Items from a dataset
• • • • • • •
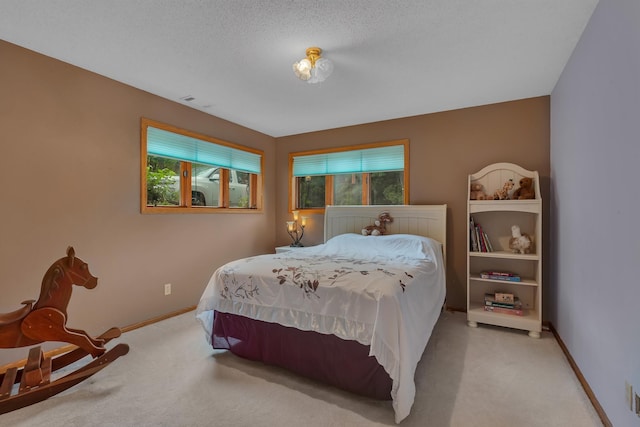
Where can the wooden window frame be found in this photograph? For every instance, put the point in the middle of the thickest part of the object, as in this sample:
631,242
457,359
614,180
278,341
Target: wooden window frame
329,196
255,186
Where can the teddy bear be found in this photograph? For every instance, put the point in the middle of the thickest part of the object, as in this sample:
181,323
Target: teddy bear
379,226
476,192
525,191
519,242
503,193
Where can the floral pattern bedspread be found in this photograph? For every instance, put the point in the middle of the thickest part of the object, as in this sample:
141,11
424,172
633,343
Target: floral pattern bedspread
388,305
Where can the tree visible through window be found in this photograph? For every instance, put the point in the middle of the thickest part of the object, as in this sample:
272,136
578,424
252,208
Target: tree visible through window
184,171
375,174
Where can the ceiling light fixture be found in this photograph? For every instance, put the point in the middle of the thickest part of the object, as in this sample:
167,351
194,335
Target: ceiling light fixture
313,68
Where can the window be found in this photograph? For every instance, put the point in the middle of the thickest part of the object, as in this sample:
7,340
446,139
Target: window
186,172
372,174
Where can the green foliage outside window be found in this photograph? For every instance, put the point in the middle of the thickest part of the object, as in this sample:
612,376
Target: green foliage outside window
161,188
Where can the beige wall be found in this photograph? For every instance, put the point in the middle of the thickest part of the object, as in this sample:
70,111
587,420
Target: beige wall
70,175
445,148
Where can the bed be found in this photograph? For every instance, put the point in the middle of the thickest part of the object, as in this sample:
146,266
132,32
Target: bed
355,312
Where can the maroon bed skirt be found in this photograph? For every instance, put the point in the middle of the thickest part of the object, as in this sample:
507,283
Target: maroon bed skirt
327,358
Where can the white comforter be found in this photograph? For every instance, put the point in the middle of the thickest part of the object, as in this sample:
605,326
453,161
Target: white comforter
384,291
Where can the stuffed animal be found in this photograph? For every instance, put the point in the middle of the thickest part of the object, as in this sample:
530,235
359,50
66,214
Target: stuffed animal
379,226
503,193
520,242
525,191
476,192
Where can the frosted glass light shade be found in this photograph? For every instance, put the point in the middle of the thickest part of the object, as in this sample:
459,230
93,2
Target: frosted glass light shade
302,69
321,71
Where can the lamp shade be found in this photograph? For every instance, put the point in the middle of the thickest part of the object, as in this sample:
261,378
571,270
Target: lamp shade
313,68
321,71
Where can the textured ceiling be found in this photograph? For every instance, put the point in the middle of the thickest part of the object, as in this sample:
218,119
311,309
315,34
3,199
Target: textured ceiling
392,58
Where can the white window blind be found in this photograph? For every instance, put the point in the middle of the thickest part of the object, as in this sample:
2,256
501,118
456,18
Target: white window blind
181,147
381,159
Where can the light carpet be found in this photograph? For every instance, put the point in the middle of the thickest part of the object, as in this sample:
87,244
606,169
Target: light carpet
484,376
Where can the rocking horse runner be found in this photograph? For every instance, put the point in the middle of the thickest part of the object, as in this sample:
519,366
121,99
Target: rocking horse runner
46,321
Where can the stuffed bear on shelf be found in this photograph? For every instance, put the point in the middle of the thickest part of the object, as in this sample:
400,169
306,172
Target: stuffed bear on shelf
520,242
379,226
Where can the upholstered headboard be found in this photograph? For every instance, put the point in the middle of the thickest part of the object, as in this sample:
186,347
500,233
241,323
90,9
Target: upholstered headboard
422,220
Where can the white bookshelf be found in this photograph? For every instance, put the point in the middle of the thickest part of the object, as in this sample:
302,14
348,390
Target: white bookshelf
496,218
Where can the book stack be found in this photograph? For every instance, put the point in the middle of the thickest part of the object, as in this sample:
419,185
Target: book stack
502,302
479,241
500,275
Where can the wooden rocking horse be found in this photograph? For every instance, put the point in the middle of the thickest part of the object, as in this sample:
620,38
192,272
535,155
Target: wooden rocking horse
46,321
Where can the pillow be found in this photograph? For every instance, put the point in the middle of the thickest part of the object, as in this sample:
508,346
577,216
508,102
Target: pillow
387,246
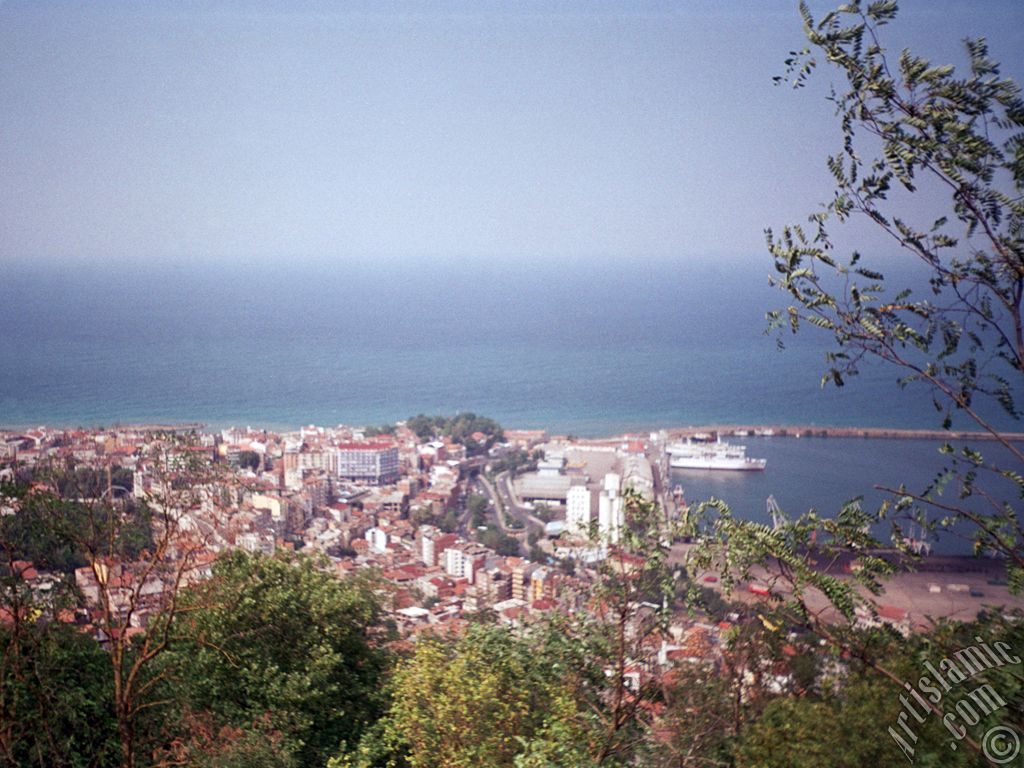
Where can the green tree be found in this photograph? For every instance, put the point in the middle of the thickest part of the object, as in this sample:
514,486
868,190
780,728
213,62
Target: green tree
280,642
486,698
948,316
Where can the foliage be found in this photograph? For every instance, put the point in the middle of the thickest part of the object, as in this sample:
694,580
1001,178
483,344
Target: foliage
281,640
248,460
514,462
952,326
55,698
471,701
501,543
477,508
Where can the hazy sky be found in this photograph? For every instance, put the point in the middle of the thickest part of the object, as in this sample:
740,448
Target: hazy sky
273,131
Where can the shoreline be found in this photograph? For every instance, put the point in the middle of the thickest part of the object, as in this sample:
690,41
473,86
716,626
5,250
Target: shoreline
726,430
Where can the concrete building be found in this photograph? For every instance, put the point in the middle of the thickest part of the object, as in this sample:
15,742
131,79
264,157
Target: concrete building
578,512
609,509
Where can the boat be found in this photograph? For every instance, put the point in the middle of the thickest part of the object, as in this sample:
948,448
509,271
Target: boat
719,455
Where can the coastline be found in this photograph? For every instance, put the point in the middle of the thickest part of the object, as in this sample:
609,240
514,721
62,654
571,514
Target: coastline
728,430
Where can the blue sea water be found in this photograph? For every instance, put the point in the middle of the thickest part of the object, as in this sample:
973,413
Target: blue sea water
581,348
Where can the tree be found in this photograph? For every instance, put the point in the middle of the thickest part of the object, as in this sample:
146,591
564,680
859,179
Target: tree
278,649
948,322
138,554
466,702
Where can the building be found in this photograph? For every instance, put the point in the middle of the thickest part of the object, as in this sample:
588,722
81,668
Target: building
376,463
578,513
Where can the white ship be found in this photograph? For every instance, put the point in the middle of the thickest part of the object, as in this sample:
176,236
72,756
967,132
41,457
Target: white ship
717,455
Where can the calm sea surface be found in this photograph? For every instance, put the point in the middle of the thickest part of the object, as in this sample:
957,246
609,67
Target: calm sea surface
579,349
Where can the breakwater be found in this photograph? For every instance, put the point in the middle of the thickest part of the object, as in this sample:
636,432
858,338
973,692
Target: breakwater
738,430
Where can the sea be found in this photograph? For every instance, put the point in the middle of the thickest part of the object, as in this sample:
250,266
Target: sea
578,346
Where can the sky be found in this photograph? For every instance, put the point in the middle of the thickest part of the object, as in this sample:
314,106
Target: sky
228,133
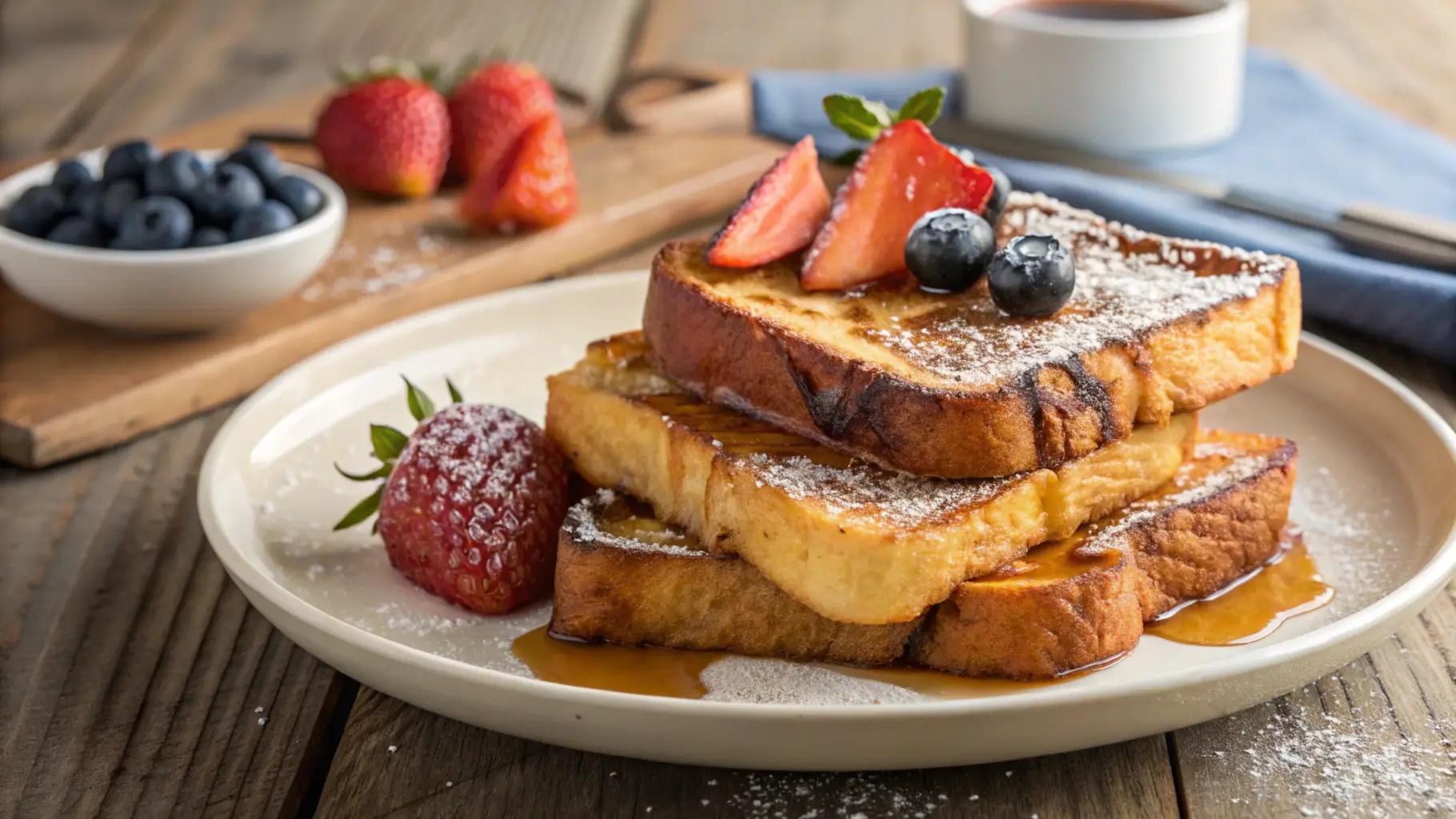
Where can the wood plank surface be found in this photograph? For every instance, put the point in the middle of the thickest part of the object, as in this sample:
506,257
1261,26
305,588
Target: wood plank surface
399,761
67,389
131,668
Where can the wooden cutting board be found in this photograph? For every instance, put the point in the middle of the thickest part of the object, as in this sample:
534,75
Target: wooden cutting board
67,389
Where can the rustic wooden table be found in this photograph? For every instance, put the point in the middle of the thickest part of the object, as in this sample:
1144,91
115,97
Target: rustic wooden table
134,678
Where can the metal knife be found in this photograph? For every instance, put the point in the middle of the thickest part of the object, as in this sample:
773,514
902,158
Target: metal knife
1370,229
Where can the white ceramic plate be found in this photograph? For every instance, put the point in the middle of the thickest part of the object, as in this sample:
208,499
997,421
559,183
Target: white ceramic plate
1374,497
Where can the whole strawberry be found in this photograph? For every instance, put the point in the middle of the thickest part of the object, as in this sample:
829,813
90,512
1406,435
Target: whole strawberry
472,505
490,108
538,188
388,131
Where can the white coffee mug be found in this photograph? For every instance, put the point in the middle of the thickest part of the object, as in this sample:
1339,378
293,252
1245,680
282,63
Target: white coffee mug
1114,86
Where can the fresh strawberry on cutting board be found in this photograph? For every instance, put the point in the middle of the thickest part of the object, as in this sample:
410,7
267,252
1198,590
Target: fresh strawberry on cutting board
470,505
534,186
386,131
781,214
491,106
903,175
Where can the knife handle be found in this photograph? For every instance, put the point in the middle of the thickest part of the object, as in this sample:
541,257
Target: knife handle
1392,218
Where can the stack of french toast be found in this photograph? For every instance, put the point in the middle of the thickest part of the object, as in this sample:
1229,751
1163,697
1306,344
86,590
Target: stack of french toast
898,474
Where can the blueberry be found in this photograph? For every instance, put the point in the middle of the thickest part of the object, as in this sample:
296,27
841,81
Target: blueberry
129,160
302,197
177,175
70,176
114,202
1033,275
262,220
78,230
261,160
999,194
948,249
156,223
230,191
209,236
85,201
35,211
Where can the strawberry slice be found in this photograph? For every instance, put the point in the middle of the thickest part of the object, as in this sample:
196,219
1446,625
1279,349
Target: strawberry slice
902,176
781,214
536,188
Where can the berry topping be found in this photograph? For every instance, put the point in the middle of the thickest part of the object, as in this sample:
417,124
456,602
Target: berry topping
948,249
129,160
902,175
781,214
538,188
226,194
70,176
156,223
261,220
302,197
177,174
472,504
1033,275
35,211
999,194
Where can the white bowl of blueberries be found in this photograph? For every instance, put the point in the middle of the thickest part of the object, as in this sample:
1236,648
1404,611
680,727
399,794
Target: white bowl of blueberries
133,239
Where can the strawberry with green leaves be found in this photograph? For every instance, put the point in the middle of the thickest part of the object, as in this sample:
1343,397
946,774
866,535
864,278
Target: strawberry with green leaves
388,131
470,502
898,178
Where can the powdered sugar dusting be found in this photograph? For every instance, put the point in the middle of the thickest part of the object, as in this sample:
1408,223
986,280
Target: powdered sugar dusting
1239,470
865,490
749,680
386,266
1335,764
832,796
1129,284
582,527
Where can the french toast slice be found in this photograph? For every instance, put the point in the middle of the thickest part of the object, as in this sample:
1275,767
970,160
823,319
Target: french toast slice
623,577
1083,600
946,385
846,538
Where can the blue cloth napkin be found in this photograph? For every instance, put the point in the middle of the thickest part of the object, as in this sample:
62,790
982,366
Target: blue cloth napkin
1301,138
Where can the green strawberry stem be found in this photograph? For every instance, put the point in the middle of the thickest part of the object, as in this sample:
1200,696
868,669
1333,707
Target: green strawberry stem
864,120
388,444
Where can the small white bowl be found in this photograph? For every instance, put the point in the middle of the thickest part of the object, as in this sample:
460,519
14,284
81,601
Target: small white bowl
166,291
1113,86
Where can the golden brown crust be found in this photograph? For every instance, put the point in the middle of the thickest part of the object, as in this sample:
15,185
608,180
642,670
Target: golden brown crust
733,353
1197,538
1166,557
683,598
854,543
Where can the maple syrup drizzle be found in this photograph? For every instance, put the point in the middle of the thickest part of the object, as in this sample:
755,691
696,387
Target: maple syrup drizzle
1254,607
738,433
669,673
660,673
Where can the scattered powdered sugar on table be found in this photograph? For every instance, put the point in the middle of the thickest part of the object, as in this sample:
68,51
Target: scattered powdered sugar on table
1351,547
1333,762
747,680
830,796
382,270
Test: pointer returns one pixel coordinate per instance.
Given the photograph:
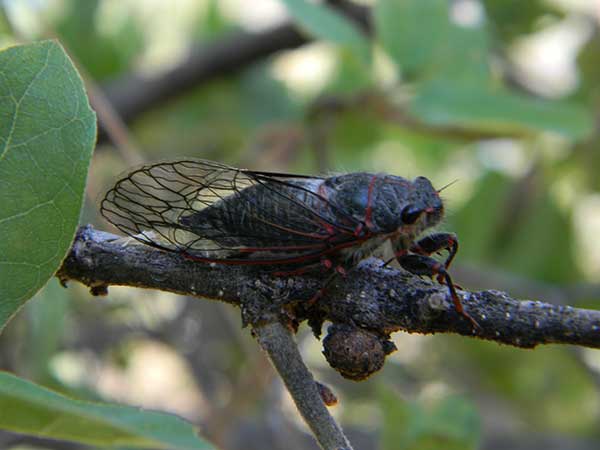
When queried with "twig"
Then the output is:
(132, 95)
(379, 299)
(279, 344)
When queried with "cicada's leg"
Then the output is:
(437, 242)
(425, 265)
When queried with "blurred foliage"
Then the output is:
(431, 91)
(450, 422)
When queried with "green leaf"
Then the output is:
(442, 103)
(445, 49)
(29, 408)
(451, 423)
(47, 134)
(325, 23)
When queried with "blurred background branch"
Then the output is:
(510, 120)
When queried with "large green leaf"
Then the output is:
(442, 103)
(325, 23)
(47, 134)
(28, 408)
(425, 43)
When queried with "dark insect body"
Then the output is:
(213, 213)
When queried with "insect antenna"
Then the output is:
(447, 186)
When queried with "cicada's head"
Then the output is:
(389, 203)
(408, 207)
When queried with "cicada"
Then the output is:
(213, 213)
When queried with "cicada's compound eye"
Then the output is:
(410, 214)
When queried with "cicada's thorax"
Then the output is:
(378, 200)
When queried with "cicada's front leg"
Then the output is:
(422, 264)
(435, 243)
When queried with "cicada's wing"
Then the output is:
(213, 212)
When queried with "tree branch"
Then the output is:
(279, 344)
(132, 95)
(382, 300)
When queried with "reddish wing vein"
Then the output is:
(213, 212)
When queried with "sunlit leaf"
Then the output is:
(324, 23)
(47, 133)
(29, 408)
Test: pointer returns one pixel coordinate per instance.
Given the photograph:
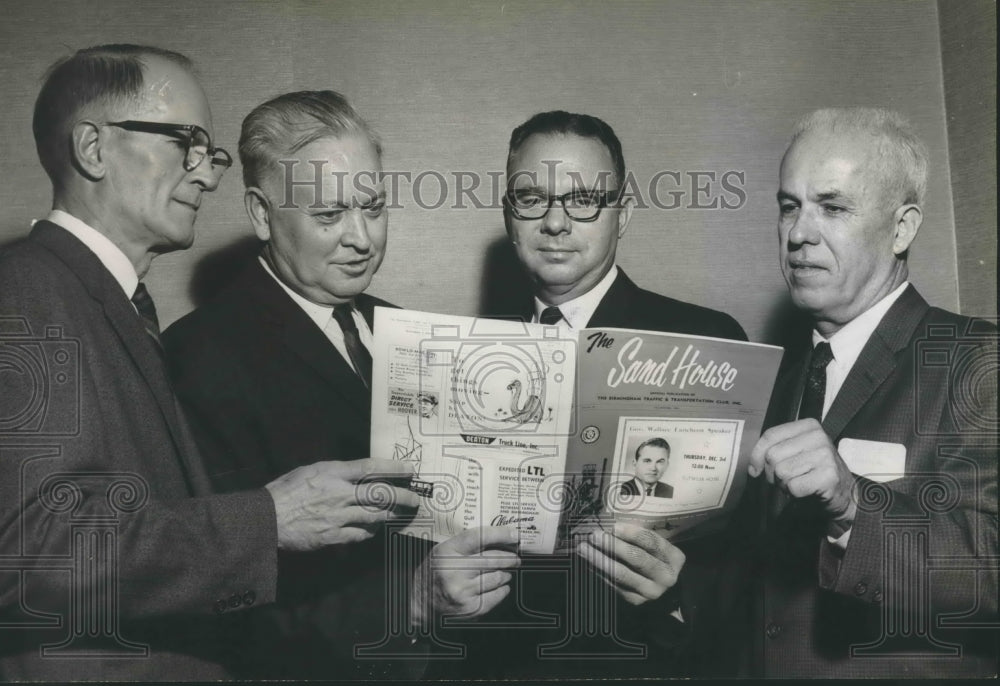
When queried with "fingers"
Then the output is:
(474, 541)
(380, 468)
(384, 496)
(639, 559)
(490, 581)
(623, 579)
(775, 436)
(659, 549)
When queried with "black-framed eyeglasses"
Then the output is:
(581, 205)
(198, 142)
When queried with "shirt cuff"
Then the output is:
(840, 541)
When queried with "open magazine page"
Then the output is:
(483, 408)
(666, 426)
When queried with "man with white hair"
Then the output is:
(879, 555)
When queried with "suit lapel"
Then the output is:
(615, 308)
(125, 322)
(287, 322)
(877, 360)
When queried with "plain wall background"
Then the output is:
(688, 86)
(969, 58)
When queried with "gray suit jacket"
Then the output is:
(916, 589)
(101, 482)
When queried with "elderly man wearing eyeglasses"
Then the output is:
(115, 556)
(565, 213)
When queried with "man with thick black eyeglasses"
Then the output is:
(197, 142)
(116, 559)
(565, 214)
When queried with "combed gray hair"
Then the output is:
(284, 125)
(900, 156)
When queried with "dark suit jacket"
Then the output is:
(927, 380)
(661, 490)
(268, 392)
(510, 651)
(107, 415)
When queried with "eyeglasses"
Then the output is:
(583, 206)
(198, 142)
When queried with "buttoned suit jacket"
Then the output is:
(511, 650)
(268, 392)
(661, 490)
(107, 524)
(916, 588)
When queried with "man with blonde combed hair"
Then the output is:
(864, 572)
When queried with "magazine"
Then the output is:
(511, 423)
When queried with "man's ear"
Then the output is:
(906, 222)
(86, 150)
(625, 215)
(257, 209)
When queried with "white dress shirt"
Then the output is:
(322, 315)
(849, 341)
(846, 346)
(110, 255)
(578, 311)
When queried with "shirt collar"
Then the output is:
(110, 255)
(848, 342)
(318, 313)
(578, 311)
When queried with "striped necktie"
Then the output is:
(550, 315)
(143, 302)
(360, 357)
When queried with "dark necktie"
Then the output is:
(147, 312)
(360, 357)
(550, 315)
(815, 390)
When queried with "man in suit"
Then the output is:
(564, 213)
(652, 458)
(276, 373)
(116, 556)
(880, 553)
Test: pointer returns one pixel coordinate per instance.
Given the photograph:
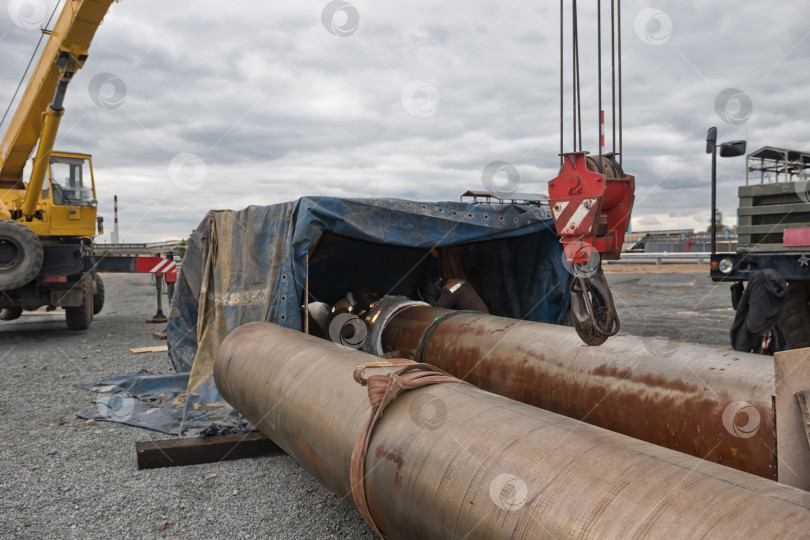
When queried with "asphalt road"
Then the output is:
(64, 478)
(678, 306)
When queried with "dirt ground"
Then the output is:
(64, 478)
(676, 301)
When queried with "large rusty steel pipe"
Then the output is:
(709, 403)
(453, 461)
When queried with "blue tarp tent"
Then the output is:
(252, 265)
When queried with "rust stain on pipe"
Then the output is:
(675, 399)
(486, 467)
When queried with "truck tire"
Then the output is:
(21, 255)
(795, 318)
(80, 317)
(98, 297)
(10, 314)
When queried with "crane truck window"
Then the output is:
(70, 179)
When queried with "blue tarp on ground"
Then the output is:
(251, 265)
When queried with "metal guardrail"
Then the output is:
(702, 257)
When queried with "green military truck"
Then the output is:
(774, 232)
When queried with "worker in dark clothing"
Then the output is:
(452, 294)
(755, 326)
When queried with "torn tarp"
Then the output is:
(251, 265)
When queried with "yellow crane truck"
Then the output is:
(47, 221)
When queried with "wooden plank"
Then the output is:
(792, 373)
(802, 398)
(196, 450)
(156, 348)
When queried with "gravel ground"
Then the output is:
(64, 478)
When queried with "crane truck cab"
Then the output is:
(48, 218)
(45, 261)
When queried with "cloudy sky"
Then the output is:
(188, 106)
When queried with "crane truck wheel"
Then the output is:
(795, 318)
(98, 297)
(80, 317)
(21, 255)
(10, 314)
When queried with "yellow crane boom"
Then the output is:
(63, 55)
• • • • • • •
## WHAT THE EXERCISE ASKS
Among the lines above, return those that contain the string "crane".

## EXERCISE RESULT
When queried with "crane truck window"
When queried with "yellow crane truck"
When queried with "crane truck cab"
When queried with "crane truck wheel"
When queried with "yellow crane boom"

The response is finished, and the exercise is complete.